*** DATASET ENTRIES ***

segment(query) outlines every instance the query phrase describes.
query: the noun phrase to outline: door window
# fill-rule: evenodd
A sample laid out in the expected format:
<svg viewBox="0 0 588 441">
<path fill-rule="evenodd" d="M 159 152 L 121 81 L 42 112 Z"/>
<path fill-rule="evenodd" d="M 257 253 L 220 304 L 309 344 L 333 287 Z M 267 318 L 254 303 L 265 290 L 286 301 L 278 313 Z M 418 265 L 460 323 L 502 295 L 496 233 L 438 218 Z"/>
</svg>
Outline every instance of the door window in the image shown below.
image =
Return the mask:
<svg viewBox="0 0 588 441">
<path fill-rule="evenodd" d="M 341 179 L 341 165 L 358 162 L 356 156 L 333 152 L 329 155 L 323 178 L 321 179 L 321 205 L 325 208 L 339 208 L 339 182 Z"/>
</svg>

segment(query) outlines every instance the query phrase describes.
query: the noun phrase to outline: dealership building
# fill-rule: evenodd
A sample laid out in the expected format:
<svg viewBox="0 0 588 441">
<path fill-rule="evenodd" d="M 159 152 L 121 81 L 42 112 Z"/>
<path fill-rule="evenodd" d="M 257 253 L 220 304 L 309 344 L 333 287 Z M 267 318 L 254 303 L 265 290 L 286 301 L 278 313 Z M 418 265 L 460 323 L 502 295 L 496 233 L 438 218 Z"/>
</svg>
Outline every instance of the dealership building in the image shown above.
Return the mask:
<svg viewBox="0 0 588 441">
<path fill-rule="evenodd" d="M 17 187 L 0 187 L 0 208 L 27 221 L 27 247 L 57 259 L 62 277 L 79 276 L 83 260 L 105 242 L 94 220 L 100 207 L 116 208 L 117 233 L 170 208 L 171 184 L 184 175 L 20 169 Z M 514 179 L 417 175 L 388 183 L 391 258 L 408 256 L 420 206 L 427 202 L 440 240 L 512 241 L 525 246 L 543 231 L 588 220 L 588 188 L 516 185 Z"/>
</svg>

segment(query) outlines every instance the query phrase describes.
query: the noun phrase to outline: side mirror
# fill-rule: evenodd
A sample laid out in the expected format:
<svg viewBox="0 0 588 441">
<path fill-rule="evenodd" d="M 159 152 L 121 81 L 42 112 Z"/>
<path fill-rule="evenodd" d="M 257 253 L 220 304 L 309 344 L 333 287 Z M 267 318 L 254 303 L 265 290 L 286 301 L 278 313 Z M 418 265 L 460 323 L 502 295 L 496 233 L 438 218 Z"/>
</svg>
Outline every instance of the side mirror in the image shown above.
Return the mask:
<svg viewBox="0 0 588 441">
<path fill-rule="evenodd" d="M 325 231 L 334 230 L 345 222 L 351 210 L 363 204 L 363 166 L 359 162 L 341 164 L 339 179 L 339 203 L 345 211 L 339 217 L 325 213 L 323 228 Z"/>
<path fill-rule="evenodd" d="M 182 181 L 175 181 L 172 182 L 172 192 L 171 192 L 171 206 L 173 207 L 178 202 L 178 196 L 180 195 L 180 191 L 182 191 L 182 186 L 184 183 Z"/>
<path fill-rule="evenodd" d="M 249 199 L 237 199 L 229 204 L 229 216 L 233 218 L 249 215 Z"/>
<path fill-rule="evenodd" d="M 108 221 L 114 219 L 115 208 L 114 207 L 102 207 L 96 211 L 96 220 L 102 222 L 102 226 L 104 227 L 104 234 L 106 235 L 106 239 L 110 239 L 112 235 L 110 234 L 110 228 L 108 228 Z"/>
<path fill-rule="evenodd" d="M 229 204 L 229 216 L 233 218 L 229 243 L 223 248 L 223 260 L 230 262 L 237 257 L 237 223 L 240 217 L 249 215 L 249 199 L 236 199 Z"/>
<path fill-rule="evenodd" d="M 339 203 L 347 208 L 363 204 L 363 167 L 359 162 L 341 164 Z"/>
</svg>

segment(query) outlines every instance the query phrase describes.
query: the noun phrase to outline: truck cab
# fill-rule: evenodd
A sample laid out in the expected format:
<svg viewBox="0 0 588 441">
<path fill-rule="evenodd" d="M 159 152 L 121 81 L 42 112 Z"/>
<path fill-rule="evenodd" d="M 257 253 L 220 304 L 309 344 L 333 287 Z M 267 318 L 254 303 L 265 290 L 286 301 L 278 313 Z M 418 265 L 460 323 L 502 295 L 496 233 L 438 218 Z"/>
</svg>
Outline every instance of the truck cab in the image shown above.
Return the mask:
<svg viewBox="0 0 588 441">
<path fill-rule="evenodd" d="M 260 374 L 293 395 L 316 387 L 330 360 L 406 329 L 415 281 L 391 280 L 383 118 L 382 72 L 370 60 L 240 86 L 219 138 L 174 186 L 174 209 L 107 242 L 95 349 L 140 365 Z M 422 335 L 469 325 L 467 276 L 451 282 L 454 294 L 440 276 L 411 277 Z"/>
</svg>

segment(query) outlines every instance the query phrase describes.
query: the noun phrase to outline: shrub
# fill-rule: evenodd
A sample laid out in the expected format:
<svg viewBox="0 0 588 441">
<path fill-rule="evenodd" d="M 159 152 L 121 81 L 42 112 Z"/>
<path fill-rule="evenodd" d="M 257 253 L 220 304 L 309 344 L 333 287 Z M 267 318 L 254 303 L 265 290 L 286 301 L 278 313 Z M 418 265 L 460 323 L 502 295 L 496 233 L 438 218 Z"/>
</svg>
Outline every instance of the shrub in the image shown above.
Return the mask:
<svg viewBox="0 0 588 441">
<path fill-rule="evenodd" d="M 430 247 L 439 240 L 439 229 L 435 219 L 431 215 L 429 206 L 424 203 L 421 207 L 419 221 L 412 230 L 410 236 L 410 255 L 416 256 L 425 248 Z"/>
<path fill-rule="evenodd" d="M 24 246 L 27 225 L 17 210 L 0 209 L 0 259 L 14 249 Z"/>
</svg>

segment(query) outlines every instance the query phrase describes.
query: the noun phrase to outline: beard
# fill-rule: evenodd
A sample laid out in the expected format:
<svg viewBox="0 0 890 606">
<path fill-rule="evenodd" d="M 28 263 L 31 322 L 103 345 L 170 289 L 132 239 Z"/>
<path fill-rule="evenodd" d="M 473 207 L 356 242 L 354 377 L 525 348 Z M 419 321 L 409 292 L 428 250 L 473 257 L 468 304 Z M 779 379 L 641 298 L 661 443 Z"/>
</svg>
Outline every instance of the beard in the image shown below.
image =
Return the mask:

*** End of DATASET ENTRIES ***

> [PROBLEM TO WORK ON]: Repeat the entire listing exactly.

> [ANSWER TO THE EXERCISE]:
segment(query) outlines every instance the query phrase describes.
query: the noun phrase to outline: door window
# fill-rule: evenodd
A sample laid out in the expected format:
<svg viewBox="0 0 588 441">
<path fill-rule="evenodd" d="M 159 152 L 121 81 L 42 112 Z"/>
<path fill-rule="evenodd" d="M 257 253 L 220 304 L 309 344 L 333 287 Z M 267 318 L 254 303 L 265 290 L 286 301 L 278 313 Z M 418 265 L 460 323 L 502 295 L 496 233 L 438 218 Z"/>
</svg>
Outline every instance of the door window in the image shown below.
image =
Return the mask:
<svg viewBox="0 0 588 441">
<path fill-rule="evenodd" d="M 341 179 L 341 165 L 358 162 L 356 156 L 333 152 L 329 155 L 323 178 L 321 179 L 321 205 L 325 208 L 339 208 L 339 182 Z"/>
</svg>

segment(query) outlines every instance the query phrase describes.
query: the noun phrase to outline: dealership building
# fill-rule: evenodd
A sample laid out in the expected format:
<svg viewBox="0 0 588 441">
<path fill-rule="evenodd" d="M 159 152 L 121 81 L 42 112 Z"/>
<path fill-rule="evenodd" d="M 257 253 L 220 304 L 309 344 L 333 287 Z M 267 318 L 254 303 L 265 290 L 286 301 L 278 313 Z M 418 265 L 460 323 L 502 295 L 496 233 L 438 218 Z"/>
</svg>
Outline every instance of the dealership building in the image shown above.
Return the mask:
<svg viewBox="0 0 588 441">
<path fill-rule="evenodd" d="M 17 187 L 0 187 L 0 208 L 27 221 L 27 247 L 57 259 L 62 277 L 79 276 L 83 260 L 105 242 L 94 220 L 100 207 L 116 208 L 117 233 L 170 208 L 171 184 L 184 175 L 20 169 Z M 514 179 L 417 175 L 388 183 L 391 258 L 408 256 L 420 206 L 427 202 L 440 240 L 512 241 L 525 246 L 543 231 L 588 220 L 588 188 L 516 185 Z"/>
</svg>

segment(query) outlines every instance the query phrase describes.
query: the noun phrase to outline: side mirror
# fill-rule: evenodd
A sample laid out in the expected format:
<svg viewBox="0 0 588 441">
<path fill-rule="evenodd" d="M 159 152 L 121 81 L 42 112 Z"/>
<path fill-rule="evenodd" d="M 257 253 L 220 304 L 309 344 L 333 287 Z M 267 318 L 254 303 L 265 290 L 286 301 L 278 313 Z M 418 265 L 460 323 L 502 295 L 496 233 L 438 218 Z"/>
</svg>
Outline every instance of the side mirror in the image shown above.
Return the mask:
<svg viewBox="0 0 588 441">
<path fill-rule="evenodd" d="M 325 231 L 334 230 L 345 222 L 351 210 L 363 204 L 363 166 L 359 162 L 341 164 L 339 179 L 339 203 L 345 211 L 339 217 L 325 213 L 323 228 Z"/>
<path fill-rule="evenodd" d="M 182 181 L 175 181 L 172 182 L 172 192 L 171 192 L 171 206 L 173 207 L 178 202 L 178 196 L 180 195 L 180 191 L 182 191 L 182 186 L 184 183 Z"/>
<path fill-rule="evenodd" d="M 249 199 L 237 199 L 229 204 L 229 216 L 233 218 L 249 215 Z"/>
<path fill-rule="evenodd" d="M 108 221 L 114 219 L 115 208 L 114 207 L 102 207 L 96 211 L 96 220 L 102 222 L 102 226 L 104 227 L 104 234 L 106 235 L 106 239 L 110 239 L 112 235 L 110 234 L 110 228 L 108 228 Z"/>
<path fill-rule="evenodd" d="M 229 204 L 229 216 L 233 218 L 229 243 L 223 248 L 223 260 L 230 262 L 237 257 L 237 223 L 240 217 L 249 215 L 249 199 L 236 199 Z"/>
<path fill-rule="evenodd" d="M 339 203 L 347 208 L 363 204 L 363 167 L 359 162 L 341 164 Z"/>
</svg>

segment(query) outlines every instance the query phrase describes.
query: the noun phrase to outline: truck cab
# fill-rule: evenodd
A sample laid out in the expected format:
<svg viewBox="0 0 588 441">
<path fill-rule="evenodd" d="M 159 152 L 121 81 L 42 112 Z"/>
<path fill-rule="evenodd" d="M 257 253 L 220 304 L 309 344 L 333 287 Z M 267 318 L 254 303 L 265 290 L 286 301 L 278 313 Z M 418 265 L 460 323 L 502 295 L 496 233 L 438 218 Z"/>
</svg>
Outline every instance of the truck cab in the image shown above.
Return the mask:
<svg viewBox="0 0 588 441">
<path fill-rule="evenodd" d="M 260 374 L 293 395 L 316 387 L 330 360 L 406 329 L 415 281 L 391 280 L 383 118 L 382 72 L 370 60 L 240 86 L 219 138 L 174 186 L 174 209 L 107 242 L 95 349 L 140 365 Z M 422 335 L 469 325 L 467 276 L 451 282 L 454 294 L 440 276 L 411 277 Z"/>
</svg>

segment(query) outlines every instance the query phrase describes.
query: the noun phrase to outline: shrub
# fill-rule: evenodd
A sample laid out in the expected format:
<svg viewBox="0 0 588 441">
<path fill-rule="evenodd" d="M 159 152 L 121 81 L 42 112 Z"/>
<path fill-rule="evenodd" d="M 257 253 L 220 304 L 309 344 L 333 287 Z M 267 318 L 254 303 L 265 290 L 286 301 L 278 313 Z M 418 265 L 460 323 L 502 295 L 496 233 L 438 218 Z"/>
</svg>
Outline every instance of the shrub in the image shown above.
Return the mask:
<svg viewBox="0 0 588 441">
<path fill-rule="evenodd" d="M 430 247 L 439 240 L 439 229 L 435 219 L 431 215 L 429 206 L 424 203 L 421 207 L 419 221 L 412 230 L 410 236 L 410 255 L 416 256 L 425 248 Z"/>
<path fill-rule="evenodd" d="M 24 246 L 27 225 L 17 210 L 0 209 L 0 259 L 14 249 Z"/>
</svg>

segment(query) outlines every instance the query phrase describes.
query: the noun phrase to outline: beard
# fill-rule: evenodd
A sample laid out in the expected format:
<svg viewBox="0 0 890 606">
<path fill-rule="evenodd" d="M 28 263 L 31 322 L 103 345 L 170 289 L 132 239 Z"/>
<path fill-rule="evenodd" d="M 473 207 L 356 242 L 354 377 L 525 348 Z M 419 321 L 409 292 L 428 250 L 473 257 L 468 304 Z M 779 379 L 641 298 L 661 443 Z"/>
</svg>
Outline every instance of the beard in the image shown below.
image =
Return the mask:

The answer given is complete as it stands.